Para construir la Iglesia es necesario profundizar. A partir de 1933, en que se establece en Ivry, Madeleine pasa de la idea de una «misión en extensión», con las consiguientes partidas a lugares lejanos, desarraigos y nuevas fundaciones, a lo que ella llama una «misión en profundidad»[23]. Lo expresa mejor que en ningún otro escrito en un breve retrato de Santa Teresita del Niño Jesús: «Quizás Teresa de Lisieux, patrona de todas las misiones, fue designada para vivir al comienzo de este siglo un destino en el cual el tiempo estaba reducido al mínimo, los actos reconducidos a lo minúsculo, el heroísmo indiscernible a los ojos que lo ven, la misión limitada a un metro cuadrado: y esto para que nos enseñase que ciertas eficacias se escapan a la medida del reloj, que la visibilidad de los actos no siempre los recupera, que a las misiones en extensión se estaban por agregar aquellas en intensidad (que van) al fondo de las almas humanas, las misiones en profundidad, allí donde el espíritu del hombre interroga al mundo y oscila entre el misterio de un Dios que lo quiere pequeño y despojado y el misterio del mundo que lo quiere poderoso y grande. Prueba evidente de que consolidar un compromiso misionero con el marxismo no es algo accesorio, un refuerzo artificial, sino un retomar las fuerzas vitales en el lugar mismo en que se quiere minar la fe»[24].

En una charla que dio a sus compañeras de comunidad en 1956[25], Madeleine hace unas reflexiones muy hermosas y prácticas acerca de saber aprovechar los momentos en que se nos vuelve cercano Jesús haciendo lugar a Dios en la profundidad. Su charla era sobre la oración, porque es en la oración donde se nos aproxima Jesús, donde maduran la apertura del Reino y nuestra capacidad para entrar en él. Madeleine afronta un problema muy actual: no tenemos ni espacios ni tiempos adecuados para rezar. No los tenemos tal como los imaginamos cuando pensamos cómo deberían ser un lugar y un tiempo de oración, según una imagen un poco idealizada de la vida contemplativa. Ella nos hace ver que la oración es encuentro con el Dios vivo: cuando rezamos «nos encontramos al Cristo vivo»[26]. Y para las personas vivas siempre hay tiempo y espacio, aunque no sea el ideal (y si no lo hay, las personas mismas se lo hacen).

Aquí, Madeleine hace una consideración muy interesante acerca de una cercanía que, si no se da «horizontalmente», siempre se puede dar «en profundidad»[27]. Recuerda que en la antigüedad, para obtener calor había que quemar madera o sacar carbón, lo cual requería trabajar sobre grandes extensiones de tierra. Hoy se «perfora» un pozo petrolífero y se obtiene un combustible aún mejor. La cuestión es que el deseo de calor y de energía es lo que mueve a buscar los medios. En la oración es igual: el deseo de Jesús – de su calidez y de su energía vital – es el que crea espacios de oración y hace que se encuentren momentos maduros dondesea que uno esté.
┄┄┄┄┄┄┄┄┄┄
◆ CONSIGNA A ◆
Según el fragmento sobre Madeleine, ¿a partir de qué año se establece ella en Ivry?
El fragmento y los registros proceden de fuentes distintas.

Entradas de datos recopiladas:
┄┄┄┄┄┄┄┄┄┄
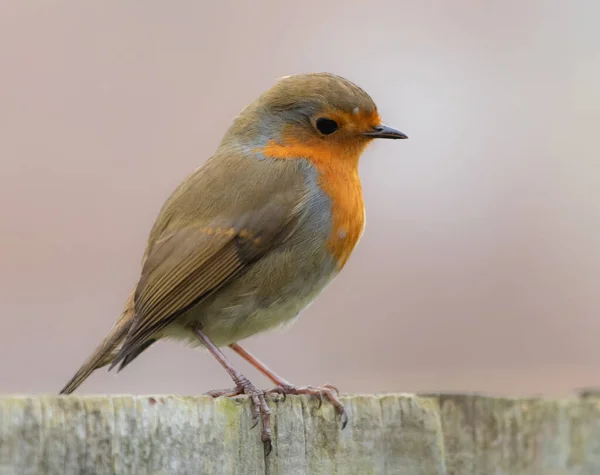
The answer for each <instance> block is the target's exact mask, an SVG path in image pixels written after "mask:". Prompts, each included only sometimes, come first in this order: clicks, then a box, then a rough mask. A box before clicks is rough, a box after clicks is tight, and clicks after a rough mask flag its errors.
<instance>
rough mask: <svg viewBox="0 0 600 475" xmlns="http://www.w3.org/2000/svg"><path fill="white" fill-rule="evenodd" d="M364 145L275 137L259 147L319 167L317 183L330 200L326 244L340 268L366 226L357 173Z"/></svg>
mask: <svg viewBox="0 0 600 475" xmlns="http://www.w3.org/2000/svg"><path fill="white" fill-rule="evenodd" d="M363 149H364V145H362V144H360V145H359V144H356V146H355V147H352V146H350V147H346V146H337V145H335V144H334V145H332V144H328V145H327V146H324V145H323V143H322V142H319V141H315V143H299V142H297V141H295V140H293V139H288V140H286V141H285V144H279V143H276V142H274V141H271V142H269V144H268V145H267V146H266V147H265V148H264V149H263V150H261V151H262V153H263V154H264V155H265V156H267V157H271V158H280V159H293V158H304V159H306V160H308V161H310V162H311V163H312V164H313V165H314V166H315V168H316V169H317V170H318V171H319V185H320V187H321V189H322V190H323V191H324V192H325V193H326V194H327V195H328V196H329V198H330V199H331V203H332V208H331V212H332V227H331V234H330V235H329V239H328V242H327V245H328V247H329V251H330V252H331V253H332V255H333V256H334V257H335V259H336V261H337V263H338V267H339V269H341V268H342V267H343V266H344V264H345V263H346V261H347V260H348V258H349V257H350V254H351V253H352V251H353V250H354V247H355V246H356V244H357V243H358V240H359V239H360V236H361V235H362V232H363V229H364V226H365V206H364V202H363V197H362V188H361V185H360V179H359V177H358V159H359V157H360V154H361V153H362V150H363Z"/></svg>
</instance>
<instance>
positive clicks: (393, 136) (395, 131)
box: [363, 124, 408, 139]
mask: <svg viewBox="0 0 600 475" xmlns="http://www.w3.org/2000/svg"><path fill="white" fill-rule="evenodd" d="M363 135H364V136H366V137H371V138H374V139H407V138H408V135H406V134H403V133H402V132H400V131H399V130H396V129H392V128H391V127H388V126H387V125H383V124H382V125H378V126H376V127H373V129H372V130H370V131H369V132H363Z"/></svg>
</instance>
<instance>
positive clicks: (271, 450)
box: [263, 439, 273, 457]
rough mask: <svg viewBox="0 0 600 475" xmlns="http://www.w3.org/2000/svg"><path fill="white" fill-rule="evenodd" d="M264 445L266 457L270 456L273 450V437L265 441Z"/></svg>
mask: <svg viewBox="0 0 600 475" xmlns="http://www.w3.org/2000/svg"><path fill="white" fill-rule="evenodd" d="M263 445H264V447H265V457H268V455H269V454H270V453H271V451H272V450H273V443H272V442H271V439H268V440H265V441H264V442H263Z"/></svg>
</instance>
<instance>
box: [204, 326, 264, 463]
mask: <svg viewBox="0 0 600 475" xmlns="http://www.w3.org/2000/svg"><path fill="white" fill-rule="evenodd" d="M193 331H194V333H195V335H196V336H197V337H198V339H199V340H200V341H201V342H202V344H203V345H204V346H205V347H206V348H207V349H208V351H210V353H211V354H212V355H213V356H214V357H215V358H216V359H217V361H218V362H219V363H221V365H222V366H223V368H225V371H227V373H229V376H231V379H233V382H234V383H235V388H233V389H227V390H215V391H209V392H208V393H207V394H208V395H210V396H212V397H220V396H226V397H233V396H238V395H241V394H247V395H248V396H250V398H251V399H252V413H253V415H252V418H253V420H254V425H253V426H252V427H255V426H256V424H257V423H258V419H259V418H261V419H262V435H261V438H262V441H263V443H264V444H265V455H268V454H269V453H270V452H271V449H272V444H271V417H270V416H271V409H269V405H268V404H267V401H266V400H265V392H264V391H261V390H260V389H257V388H256V387H254V385H253V384H252V383H251V382H250V381H248V379H247V378H246V377H245V376H244V375H243V374H242V373H240V372H239V371H238V370H236V369H235V368H234V367H233V365H232V364H231V363H230V362H229V360H228V359H227V358H226V357H225V355H224V354H223V352H222V351H221V350H220V349H219V348H218V347H217V346H216V345H215V344H214V343H213V342H212V341H210V339H209V338H208V337H207V336H206V335H205V334H204V332H203V331H202V330H200V329H199V328H194V329H193Z"/></svg>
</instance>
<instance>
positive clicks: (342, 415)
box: [229, 343, 348, 429]
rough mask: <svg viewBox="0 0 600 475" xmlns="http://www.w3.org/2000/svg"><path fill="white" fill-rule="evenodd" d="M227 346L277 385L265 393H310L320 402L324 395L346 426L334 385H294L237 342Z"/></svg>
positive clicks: (343, 407)
mask: <svg viewBox="0 0 600 475" xmlns="http://www.w3.org/2000/svg"><path fill="white" fill-rule="evenodd" d="M229 347H230V348H231V349H232V350H233V351H235V352H236V353H237V354H238V355H240V356H241V357H242V358H244V359H245V360H246V361H247V362H248V363H250V364H251V365H252V366H254V367H255V368H256V369H257V370H258V371H260V372H261V373H262V374H264V375H265V376H266V377H267V378H269V379H270V380H271V381H273V383H275V384H276V385H277V388H275V389H272V390H270V391H267V393H274V392H278V393H283V395H284V397H285V395H286V394H310V395H311V396H317V397H318V398H319V402H320V403H321V402H322V401H323V397H325V398H326V399H327V400H328V401H329V402H330V403H331V404H332V405H333V407H334V408H335V410H336V411H337V412H338V413H339V414H340V415H341V416H342V429H343V428H344V427H346V424H347V423H348V414H347V413H346V409H344V405H343V404H342V403H341V401H340V399H339V397H338V396H339V391H338V390H337V388H336V387H335V386H332V385H330V384H325V385H323V386H321V387H319V388H315V387H312V386H294V385H293V384H291V383H289V382H288V381H286V380H285V379H283V378H282V377H281V376H279V375H277V374H276V373H274V372H273V371H272V370H270V369H269V368H268V367H267V365H265V364H264V363H263V362H261V361H260V360H259V359H258V358H256V357H255V356H253V355H252V354H251V353H249V352H248V351H247V350H245V349H244V348H242V347H241V346H240V345H239V344H237V343H232V344H231V345H229ZM320 405H321V404H319V407H320Z"/></svg>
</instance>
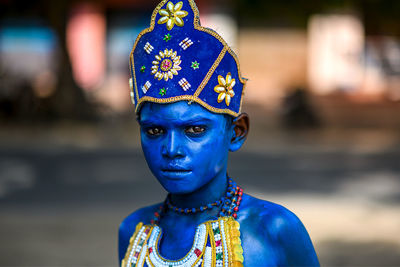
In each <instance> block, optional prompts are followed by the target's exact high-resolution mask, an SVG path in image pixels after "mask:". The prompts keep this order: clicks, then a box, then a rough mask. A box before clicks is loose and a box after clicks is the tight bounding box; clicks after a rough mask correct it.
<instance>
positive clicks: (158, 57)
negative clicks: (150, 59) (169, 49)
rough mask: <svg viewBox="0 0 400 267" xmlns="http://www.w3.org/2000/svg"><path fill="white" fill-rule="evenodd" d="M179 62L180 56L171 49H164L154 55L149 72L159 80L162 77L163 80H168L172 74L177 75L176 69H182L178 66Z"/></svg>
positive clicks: (177, 70) (177, 69) (177, 74)
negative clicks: (152, 60) (154, 58)
mask: <svg viewBox="0 0 400 267" xmlns="http://www.w3.org/2000/svg"><path fill="white" fill-rule="evenodd" d="M181 63H182V61H181V57H180V56H178V55H177V53H176V52H174V51H173V50H172V49H170V50H168V49H165V50H164V51H160V52H159V53H158V54H157V55H156V56H155V60H154V61H153V66H152V67H151V74H153V75H154V78H155V79H158V80H159V81H160V80H161V79H163V78H164V80H165V81H168V80H169V79H172V78H173V77H174V75H178V71H179V70H181V69H182V68H181V67H180V64H181Z"/></svg>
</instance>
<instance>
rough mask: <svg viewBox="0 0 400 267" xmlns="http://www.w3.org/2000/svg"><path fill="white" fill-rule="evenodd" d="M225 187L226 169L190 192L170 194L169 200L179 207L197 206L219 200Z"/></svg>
mask: <svg viewBox="0 0 400 267" xmlns="http://www.w3.org/2000/svg"><path fill="white" fill-rule="evenodd" d="M226 188H227V175H226V171H224V172H221V174H218V175H217V176H216V177H214V178H213V179H212V180H211V181H210V182H208V183H207V184H205V185H204V186H203V187H201V188H199V189H198V190H197V191H195V192H192V193H190V194H171V202H172V203H173V204H174V205H175V206H178V207H181V208H198V207H200V206H204V205H207V204H209V203H213V202H215V201H217V200H219V199H220V198H221V197H223V196H224V195H225V192H226Z"/></svg>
┄┄┄┄┄┄┄┄┄┄
◆ CONSIGNA B ◆
Duplica en los registros todo lo que va desde la línea que contiene «346L277 385L265 393H310L320» hasta la línea que contiene «positive clicks: (343, 407)», ambas incluidas.

◆ SOLUCIÓN A ◆
A partir de 1933.

◆ SOLUCIÓN B ◆
rough mask: <svg viewBox="0 0 600 475" xmlns="http://www.w3.org/2000/svg"><path fill="white" fill-rule="evenodd" d="M227 346L277 385L265 393H310L320 402L324 395L346 426L334 385H294L237 342Z"/></svg>
positive clicks: (343, 407)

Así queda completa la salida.